EXCERTO ORIGINAL:

"""

Se for mulher, as fotos são a essência da sua afirmação. Se for de meia-idade, são mostradas imagens com trinta anos, em que aparece um rosto sem pregas, um colo de fazer ressuscitar um morto e umas pernas de fazer um mudo assobiar. Volta e meia mudam as fotografias de perfil e lá está a pose numa longa viagem num local paradisíaco para sempre recordar. São também frequentes as citações de filósofos e escritores mundiais contemporâneos e da antiguidade sobre o amor. A paixão é o combustível sem lastro que move o coração de uma mulher. A benquerença ressalta em montanhas de adoração. E, como não poderia deixar de ser, lá vem a música romântica, sempre, para embalar o espírito e a esperança num amor novo de encantar que, saído das trevas, há-de surgir um dia montado num cavalo branco -creio, não haverá estudos sobre o impacto que as redes sociais deixam na psique de cada uma, mas é bem possível que actue em sentidos distintos. Num, pela desconfiança implícita assente no medo, é bem possível que provoque um fenómeno de desvalorização rotineira; noutro, pela carência de afecto, qualquer uma se torne vítima fácil de um qualquer energúmeno.
Como a solidão é um casacão que se envergou e passou a armadura contra as angústias obsessivas, os animais passaram a ser o companheiro a defender por todos os meios contra a tirania inumana. Não há mulher que se preze que, através de muitas imagens plasmadas, não confesse amar um gato ou um cão. Em alguns casos, embora mais raros, lá vêm as receitas culinárias, acompanhadas de fotos, para uns doces de estalar o palato. Se for avó, mostra os netos em pose de troféu e orgulho de mulher-mãe duas vezes. Como projecção do sonho de libertação, o mar, com o seu fundo azul, está omnipresente. Pode avistar-se uma nau Catrineta ancorada na baía imaginária da esperança à espera de um homem novo, menos egoísta e de partilha, que dê carinho sem fingimento –penso, raramente este desejo será satisfeito. Mesmo se hipotecticamente aparecer algum homem que preencha os requisitos não será aceite. O factor psicológico procura de resposta impossível torna-se autofágico, passa a alimentar-se a si mesmo. Se acaso fosse preenchido materialmente perderia o encantamento. Como num círculo sem retorno, a mulher enreda-se no seu próprio sonho e só excepcionalmente sairá dele.
Se escrever e tiver veia de poetiza, imaginariamente serão escritos num barquinho de papel, os versos serão sempre encaminhados para o amor perdido que, como Lua a iluminar a sua vida, passará a ser o seu luar. As lágrimas de crocodilo rolarão nas consonâncias em solavancos de cercanias agora áridas e outrora floridas. Se não tiver jeito para as rimas, serão copiados poemas de autores bem conhecidos. Estranhamente e num paradoxo, aqui neste reino das súplicas quase sempre vazias e a caírem em saco roto, serão debitadas orações destinadas a Deus –como se Ele também estivesse conectado na rede mundial

E OS HOMENS?

"""

TAREFAS PROPOSTAS:
a) Reproduza o trecho do excerto que começa nas palavras "Se escrever e" e termina depois de "E OS HOMENS?".
b) Explique, em uma a três frases, por que motivo, segundo o excerto, um homem que preenchesse os requisitos não seria aceito.

MATERIAL FORNECIDO:
"""

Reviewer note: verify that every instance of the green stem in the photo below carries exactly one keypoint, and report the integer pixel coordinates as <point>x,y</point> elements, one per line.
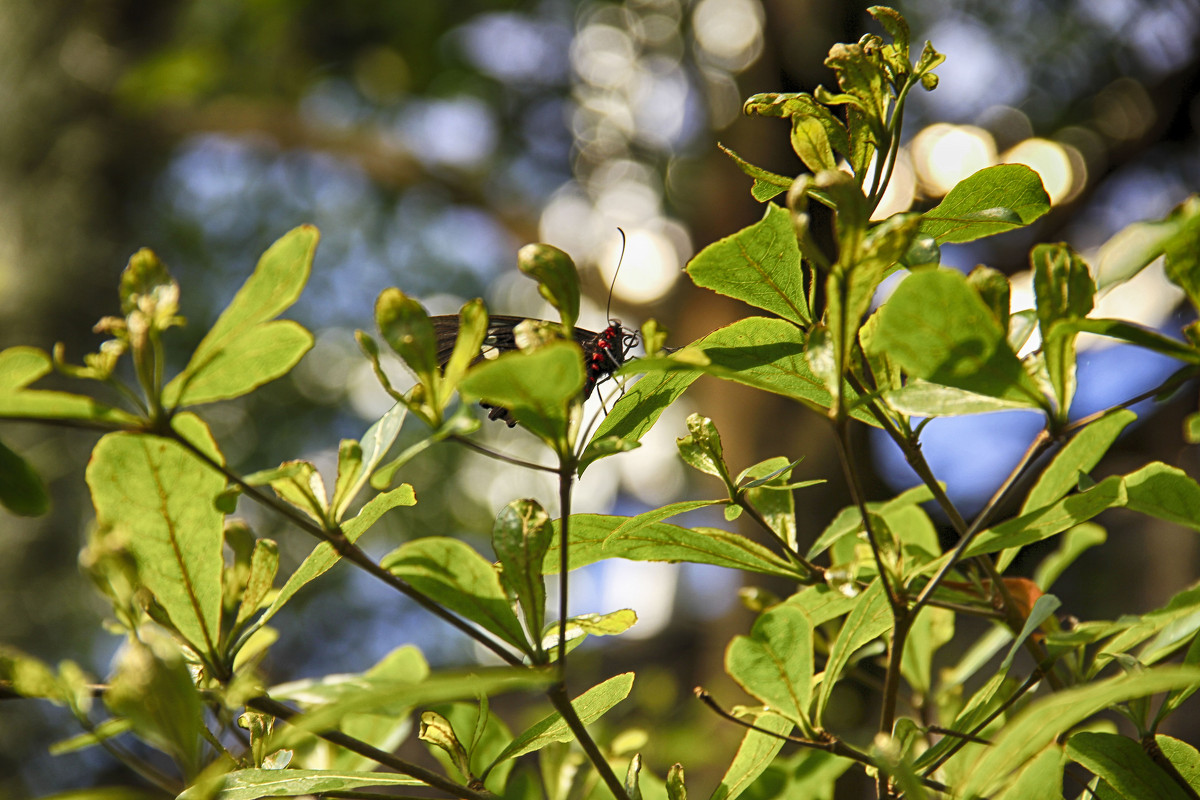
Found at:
<point>276,709</point>
<point>562,704</point>
<point>347,549</point>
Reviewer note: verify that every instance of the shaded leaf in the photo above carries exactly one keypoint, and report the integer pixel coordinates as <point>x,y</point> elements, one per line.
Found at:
<point>994,200</point>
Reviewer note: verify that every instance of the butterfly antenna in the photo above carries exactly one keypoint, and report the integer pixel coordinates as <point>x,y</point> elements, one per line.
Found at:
<point>621,259</point>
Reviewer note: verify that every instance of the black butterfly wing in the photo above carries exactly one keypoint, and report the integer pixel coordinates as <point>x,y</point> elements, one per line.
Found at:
<point>499,337</point>
<point>603,352</point>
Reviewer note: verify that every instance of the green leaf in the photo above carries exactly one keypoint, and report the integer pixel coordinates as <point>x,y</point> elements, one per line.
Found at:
<point>245,349</point>
<point>467,346</point>
<point>589,707</point>
<point>453,573</point>
<point>773,497</point>
<point>406,326</point>
<point>397,695</point>
<point>922,398</point>
<point>995,292</point>
<point>263,567</point>
<point>759,265</point>
<point>634,524</point>
<point>154,689</point>
<point>253,783</point>
<point>361,459</point>
<point>323,557</point>
<point>766,182</point>
<point>855,280</point>
<point>1065,293</point>
<point>1048,521</point>
<point>761,353</point>
<point>870,618</point>
<point>755,755</point>
<point>1144,337</point>
<point>850,519</point>
<point>558,281</point>
<point>21,366</point>
<point>1073,543</point>
<point>1122,764</point>
<point>22,489</point>
<point>811,144</point>
<point>1078,457</point>
<point>701,449</point>
<point>939,330</point>
<point>774,663</point>
<point>1183,756</point>
<point>1164,492</point>
<point>593,540</point>
<point>1041,722</point>
<point>933,629</point>
<point>161,497</point>
<point>521,536</point>
<point>1041,779</point>
<point>637,410</point>
<point>1134,247</point>
<point>994,200</point>
<point>537,386</point>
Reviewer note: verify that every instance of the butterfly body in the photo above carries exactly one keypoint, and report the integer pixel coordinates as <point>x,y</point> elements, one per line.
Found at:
<point>603,352</point>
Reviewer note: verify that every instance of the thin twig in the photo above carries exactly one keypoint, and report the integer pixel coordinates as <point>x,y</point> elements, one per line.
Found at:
<point>279,710</point>
<point>351,552</point>
<point>831,745</point>
<point>498,456</point>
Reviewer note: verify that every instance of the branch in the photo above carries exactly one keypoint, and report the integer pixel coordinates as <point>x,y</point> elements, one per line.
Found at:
<point>276,709</point>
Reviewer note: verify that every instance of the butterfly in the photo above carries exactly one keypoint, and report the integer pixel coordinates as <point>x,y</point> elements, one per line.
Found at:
<point>603,353</point>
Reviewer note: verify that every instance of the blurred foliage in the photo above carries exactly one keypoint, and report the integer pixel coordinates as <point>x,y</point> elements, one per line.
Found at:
<point>205,128</point>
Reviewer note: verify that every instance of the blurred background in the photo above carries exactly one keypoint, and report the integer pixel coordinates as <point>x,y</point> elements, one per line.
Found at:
<point>429,140</point>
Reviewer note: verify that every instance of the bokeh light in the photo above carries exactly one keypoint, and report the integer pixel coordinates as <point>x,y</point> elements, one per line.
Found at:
<point>945,154</point>
<point>1061,167</point>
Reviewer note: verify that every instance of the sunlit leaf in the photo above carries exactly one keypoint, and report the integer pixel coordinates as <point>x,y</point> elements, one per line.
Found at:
<point>245,348</point>
<point>994,200</point>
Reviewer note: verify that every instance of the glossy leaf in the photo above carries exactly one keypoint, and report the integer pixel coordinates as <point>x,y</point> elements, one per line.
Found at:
<point>1044,720</point>
<point>245,348</point>
<point>537,386</point>
<point>406,326</point>
<point>453,573</point>
<point>1134,247</point>
<point>22,489</point>
<point>161,495</point>
<point>1077,458</point>
<point>521,536</point>
<point>593,539</point>
<point>774,663</point>
<point>1122,764</point>
<point>253,783</point>
<point>994,200</point>
<point>939,330</point>
<point>1065,293</point>
<point>759,265</point>
<point>323,557</point>
<point>637,410</point>
<point>558,281</point>
<point>870,618</point>
<point>589,707</point>
<point>761,353</point>
<point>363,457</point>
<point>21,366</point>
<point>755,755</point>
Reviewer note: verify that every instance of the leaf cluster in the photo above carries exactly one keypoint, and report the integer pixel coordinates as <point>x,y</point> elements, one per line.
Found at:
<point>193,589</point>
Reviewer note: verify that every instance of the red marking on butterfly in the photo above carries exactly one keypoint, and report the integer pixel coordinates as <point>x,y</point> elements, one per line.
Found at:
<point>603,353</point>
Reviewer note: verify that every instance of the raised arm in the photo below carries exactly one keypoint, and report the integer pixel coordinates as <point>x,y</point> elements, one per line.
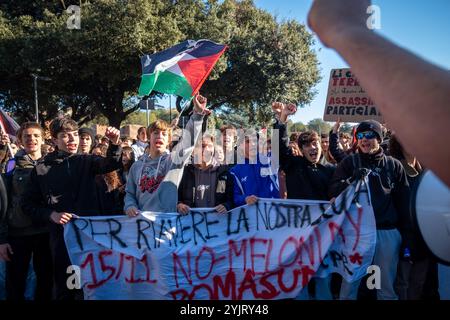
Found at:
<point>184,148</point>
<point>412,94</point>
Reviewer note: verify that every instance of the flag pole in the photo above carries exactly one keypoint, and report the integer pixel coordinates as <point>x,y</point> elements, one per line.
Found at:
<point>181,112</point>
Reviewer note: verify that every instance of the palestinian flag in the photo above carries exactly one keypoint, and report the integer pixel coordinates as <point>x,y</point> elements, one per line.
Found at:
<point>8,125</point>
<point>180,70</point>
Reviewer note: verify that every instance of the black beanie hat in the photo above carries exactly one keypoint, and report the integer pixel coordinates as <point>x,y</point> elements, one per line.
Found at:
<point>88,131</point>
<point>371,125</point>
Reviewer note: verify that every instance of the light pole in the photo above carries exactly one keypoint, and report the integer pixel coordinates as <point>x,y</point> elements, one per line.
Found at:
<point>36,104</point>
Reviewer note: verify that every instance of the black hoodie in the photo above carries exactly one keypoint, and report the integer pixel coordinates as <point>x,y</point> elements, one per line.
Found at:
<point>16,222</point>
<point>389,188</point>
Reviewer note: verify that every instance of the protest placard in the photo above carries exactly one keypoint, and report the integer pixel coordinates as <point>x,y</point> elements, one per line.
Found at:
<point>347,100</point>
<point>269,250</point>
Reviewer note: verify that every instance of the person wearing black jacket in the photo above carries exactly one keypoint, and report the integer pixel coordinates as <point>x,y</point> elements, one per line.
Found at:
<point>20,240</point>
<point>389,191</point>
<point>62,185</point>
<point>306,177</point>
<point>205,183</point>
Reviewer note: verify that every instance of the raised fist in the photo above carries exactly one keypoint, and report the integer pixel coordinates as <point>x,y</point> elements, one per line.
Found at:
<point>113,135</point>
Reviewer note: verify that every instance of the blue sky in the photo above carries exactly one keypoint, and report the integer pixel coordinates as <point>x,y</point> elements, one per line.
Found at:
<point>420,26</point>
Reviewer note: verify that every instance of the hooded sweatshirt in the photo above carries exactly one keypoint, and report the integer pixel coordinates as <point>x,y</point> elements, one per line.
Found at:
<point>138,149</point>
<point>153,183</point>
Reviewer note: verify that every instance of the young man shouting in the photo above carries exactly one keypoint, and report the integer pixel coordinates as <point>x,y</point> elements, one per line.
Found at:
<point>63,184</point>
<point>153,180</point>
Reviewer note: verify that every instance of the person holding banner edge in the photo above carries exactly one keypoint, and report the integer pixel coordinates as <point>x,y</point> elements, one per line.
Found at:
<point>389,193</point>
<point>62,185</point>
<point>154,179</point>
<point>306,178</point>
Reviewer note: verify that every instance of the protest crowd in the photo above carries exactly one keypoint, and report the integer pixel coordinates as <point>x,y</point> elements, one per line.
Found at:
<point>56,173</point>
<point>227,169</point>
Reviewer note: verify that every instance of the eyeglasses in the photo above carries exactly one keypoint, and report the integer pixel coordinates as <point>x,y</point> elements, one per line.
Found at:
<point>368,135</point>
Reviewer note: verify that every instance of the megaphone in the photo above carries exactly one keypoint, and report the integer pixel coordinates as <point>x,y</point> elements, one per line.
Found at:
<point>431,214</point>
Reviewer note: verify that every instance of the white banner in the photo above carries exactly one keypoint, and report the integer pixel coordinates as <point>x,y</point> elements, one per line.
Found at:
<point>265,251</point>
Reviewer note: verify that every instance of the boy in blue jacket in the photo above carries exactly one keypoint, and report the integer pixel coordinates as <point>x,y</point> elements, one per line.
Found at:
<point>254,178</point>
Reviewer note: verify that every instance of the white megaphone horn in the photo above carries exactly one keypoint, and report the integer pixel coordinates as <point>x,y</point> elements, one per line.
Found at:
<point>431,213</point>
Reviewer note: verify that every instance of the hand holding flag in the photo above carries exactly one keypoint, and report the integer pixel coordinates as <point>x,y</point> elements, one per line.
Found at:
<point>200,105</point>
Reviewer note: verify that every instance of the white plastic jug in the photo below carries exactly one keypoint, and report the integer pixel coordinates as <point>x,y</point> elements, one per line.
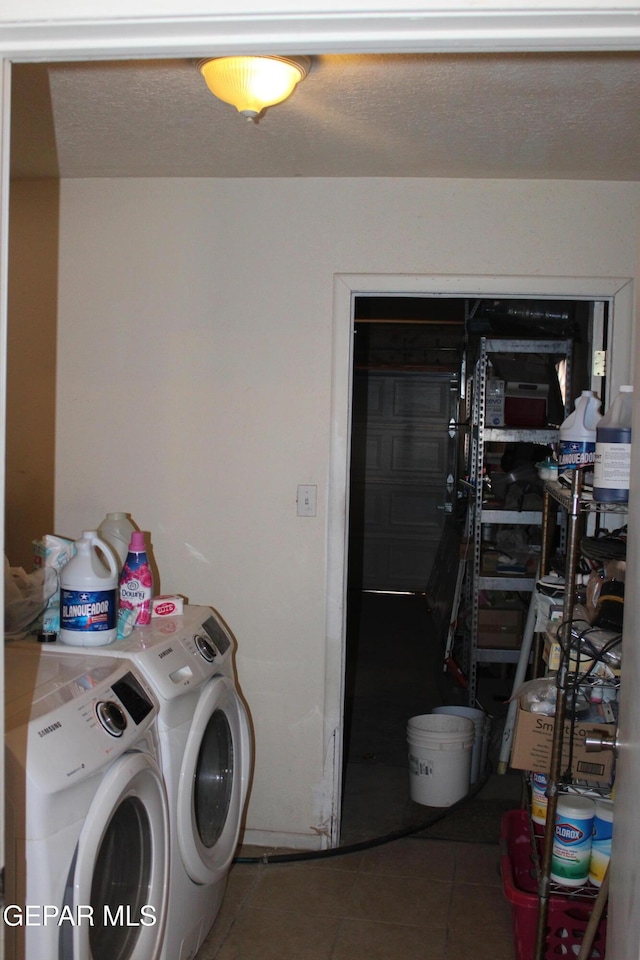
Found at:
<point>577,447</point>
<point>89,594</point>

"""

AS RESPOSTAS:
a)
Se escrever e tiver veia de poetiza, imaginariamente serão escritos num barquinho de papel, os versos serão sempre encaminhados para o amor perdido que, como Lua a iluminar a sua vida, passará a ser o seu luar. As lágrimas de crocodilo rolarão nas consonâncias em solavancos de cercanias agora áridas e outrora floridas. Se não tiver jeito para as rimas, serão copiados poemas de autores bem conhecidos. Estranhamente e num paradoxo, aqui neste reino das súplicas quase sempre vazias e a caírem em saco roto, serão debitadas orações destinadas a Deus –como se Ele também estivesse conectado na rede mundial

E OS HOMENS?

b) A procura de uma resposta impossível torna-se autofágica e passa a alimentar-se a si mesma. Se esse desejo fosse satisfeito materialmente, perderia o encantamento. Assim, a mulher enreda-se no próprio sonho, como num círculo sem retorno.